_What is needed_
Repeat, please, only the lines from the top of the data down to the line with "Can you find the young"; include both of those lines.

*** Task input

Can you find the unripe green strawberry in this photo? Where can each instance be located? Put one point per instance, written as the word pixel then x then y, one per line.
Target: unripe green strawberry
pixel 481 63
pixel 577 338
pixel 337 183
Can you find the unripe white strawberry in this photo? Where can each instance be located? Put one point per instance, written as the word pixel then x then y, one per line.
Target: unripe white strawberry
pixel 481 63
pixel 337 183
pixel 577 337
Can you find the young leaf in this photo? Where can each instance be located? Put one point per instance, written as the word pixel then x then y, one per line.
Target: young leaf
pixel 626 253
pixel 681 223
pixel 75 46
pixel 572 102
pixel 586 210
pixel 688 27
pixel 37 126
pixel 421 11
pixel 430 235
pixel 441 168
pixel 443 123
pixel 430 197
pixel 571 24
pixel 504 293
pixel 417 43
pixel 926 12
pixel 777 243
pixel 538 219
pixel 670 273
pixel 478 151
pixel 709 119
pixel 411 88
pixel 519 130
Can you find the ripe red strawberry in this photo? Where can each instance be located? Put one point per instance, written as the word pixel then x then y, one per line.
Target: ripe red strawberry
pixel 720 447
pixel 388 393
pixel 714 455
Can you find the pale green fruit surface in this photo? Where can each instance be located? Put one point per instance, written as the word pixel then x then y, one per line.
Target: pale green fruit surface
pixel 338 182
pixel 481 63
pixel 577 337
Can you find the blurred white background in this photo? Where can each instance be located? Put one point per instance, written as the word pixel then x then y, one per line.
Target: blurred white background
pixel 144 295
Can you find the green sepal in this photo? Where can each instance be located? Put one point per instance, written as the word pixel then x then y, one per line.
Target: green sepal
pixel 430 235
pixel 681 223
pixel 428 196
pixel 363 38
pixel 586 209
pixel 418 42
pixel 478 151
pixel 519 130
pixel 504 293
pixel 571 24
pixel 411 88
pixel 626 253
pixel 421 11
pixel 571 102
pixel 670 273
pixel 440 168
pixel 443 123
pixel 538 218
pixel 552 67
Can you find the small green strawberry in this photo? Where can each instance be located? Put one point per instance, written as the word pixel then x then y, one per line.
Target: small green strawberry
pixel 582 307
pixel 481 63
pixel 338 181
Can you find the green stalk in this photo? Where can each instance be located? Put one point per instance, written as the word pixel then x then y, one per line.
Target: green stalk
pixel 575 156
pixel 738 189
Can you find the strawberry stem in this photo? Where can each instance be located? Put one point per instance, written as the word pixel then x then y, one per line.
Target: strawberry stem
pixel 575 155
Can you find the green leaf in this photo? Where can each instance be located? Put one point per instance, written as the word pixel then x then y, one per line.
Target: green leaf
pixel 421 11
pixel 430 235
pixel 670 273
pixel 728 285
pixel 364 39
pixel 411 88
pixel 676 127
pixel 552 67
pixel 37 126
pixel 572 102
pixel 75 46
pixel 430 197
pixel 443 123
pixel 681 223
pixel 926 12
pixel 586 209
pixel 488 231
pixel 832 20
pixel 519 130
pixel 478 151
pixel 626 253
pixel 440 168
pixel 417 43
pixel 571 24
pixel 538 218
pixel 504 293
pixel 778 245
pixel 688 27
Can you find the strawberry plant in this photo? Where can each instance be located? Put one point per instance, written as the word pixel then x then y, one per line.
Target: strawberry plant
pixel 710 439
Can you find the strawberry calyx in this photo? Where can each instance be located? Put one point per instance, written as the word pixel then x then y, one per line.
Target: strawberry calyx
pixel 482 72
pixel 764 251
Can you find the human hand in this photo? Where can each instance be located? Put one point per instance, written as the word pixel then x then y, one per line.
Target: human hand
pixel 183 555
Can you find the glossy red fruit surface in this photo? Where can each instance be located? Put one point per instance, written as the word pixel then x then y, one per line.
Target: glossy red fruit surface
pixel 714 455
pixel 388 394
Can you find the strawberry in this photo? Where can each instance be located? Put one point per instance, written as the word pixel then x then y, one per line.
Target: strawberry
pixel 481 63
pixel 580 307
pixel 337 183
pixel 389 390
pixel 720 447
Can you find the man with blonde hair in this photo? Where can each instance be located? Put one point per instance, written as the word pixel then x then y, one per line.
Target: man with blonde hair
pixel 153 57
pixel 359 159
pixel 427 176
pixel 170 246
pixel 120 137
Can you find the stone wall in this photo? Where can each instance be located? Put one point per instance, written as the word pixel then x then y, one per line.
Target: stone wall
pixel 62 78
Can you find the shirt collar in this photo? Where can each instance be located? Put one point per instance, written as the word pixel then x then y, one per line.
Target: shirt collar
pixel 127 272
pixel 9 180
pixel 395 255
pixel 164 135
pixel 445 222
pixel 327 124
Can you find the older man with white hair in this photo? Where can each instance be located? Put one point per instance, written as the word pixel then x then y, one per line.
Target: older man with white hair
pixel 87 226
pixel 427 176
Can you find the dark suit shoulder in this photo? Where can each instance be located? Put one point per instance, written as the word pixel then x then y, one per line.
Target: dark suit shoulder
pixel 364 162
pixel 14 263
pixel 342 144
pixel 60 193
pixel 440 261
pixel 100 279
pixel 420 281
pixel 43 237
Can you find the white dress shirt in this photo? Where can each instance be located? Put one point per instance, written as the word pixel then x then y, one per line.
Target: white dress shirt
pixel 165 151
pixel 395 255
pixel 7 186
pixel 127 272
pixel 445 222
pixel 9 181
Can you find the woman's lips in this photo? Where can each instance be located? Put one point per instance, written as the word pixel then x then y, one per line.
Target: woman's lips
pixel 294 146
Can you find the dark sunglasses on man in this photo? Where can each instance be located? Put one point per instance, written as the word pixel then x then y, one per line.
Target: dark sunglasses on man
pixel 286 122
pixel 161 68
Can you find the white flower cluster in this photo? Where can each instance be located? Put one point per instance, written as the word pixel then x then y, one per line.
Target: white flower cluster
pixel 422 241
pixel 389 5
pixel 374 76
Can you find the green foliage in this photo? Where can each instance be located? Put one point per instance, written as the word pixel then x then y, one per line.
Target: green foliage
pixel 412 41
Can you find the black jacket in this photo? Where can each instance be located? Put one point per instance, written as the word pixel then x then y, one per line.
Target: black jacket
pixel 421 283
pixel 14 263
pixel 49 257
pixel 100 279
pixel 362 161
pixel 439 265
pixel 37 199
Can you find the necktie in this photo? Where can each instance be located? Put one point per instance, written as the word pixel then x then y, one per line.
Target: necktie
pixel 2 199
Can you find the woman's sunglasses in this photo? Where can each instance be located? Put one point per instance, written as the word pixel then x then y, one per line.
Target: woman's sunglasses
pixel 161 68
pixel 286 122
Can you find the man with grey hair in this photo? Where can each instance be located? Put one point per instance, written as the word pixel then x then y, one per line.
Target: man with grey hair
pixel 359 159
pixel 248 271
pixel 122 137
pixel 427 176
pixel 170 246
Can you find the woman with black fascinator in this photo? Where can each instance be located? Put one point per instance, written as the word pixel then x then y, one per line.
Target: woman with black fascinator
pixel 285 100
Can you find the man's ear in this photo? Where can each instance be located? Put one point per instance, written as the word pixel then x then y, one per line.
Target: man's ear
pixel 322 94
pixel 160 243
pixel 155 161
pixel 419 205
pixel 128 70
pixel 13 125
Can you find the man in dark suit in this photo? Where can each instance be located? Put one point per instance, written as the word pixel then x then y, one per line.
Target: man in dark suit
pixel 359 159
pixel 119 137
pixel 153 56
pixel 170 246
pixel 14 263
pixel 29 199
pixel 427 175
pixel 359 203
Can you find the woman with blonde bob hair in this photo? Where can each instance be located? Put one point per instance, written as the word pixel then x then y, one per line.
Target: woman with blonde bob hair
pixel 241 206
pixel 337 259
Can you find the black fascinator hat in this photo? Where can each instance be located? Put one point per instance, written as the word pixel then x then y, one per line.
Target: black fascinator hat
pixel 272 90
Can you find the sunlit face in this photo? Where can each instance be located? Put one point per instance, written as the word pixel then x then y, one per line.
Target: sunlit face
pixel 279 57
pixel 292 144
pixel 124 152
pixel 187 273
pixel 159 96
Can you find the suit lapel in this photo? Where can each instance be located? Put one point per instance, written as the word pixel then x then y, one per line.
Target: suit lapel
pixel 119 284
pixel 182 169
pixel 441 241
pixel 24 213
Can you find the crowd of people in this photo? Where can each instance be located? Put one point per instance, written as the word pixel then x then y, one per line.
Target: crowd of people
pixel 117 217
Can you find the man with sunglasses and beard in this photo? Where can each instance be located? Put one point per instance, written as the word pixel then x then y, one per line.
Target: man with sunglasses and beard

******

_Solution to the exercise_
Can you find the unripe green strawberry in this photo? Where can each instance be located? Put one point per instance, written as the word pixel then x then y, one per line.
Target: unripe green strawberry
pixel 481 63
pixel 577 338
pixel 337 183
Can you find the unripe white strawberry in this photo? Where can each instance be located? Put one point per instance, written as the word pixel then x then y, one per line.
Target: unripe white strawberry
pixel 481 63
pixel 337 183
pixel 577 337
Can you find the young leaf in this photo? Where can each instance be located? Put one point per instance, written as the word pixel then x then y, one per line.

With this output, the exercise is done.